**Your instructions**
Render every line of the rows below as a numbered list, omitting any blank lines.

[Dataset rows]
>>
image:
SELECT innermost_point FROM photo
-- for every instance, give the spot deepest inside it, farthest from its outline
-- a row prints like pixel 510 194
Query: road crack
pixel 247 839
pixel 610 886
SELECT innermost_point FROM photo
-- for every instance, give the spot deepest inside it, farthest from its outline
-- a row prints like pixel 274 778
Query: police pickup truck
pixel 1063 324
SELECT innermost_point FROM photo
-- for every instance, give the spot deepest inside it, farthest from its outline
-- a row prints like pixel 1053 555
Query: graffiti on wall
<<
**Task output**
1. image:
2. SELECT innermost_point FROM photo
3. -- for every instance, give the spot deepest inside it, farthest from its outline
4. -- a row prints like pixel 510 194
5. Query: road crack
6. pixel 247 839
7. pixel 610 886
8. SELECT innermost_point FROM photo
9. -- for every instance, give the spot deepest inside it, farthest from its outline
10. -- a row prints like pixel 274 778
11. Query: police pickup truck
12. pixel 1063 324
13. SELECT innermost_point FROM photo
14. -- for every instance, give the spot deepest inside it, farthest from its outline
15. -- a row prints like pixel 1053 555
16. Query: graffiti on wall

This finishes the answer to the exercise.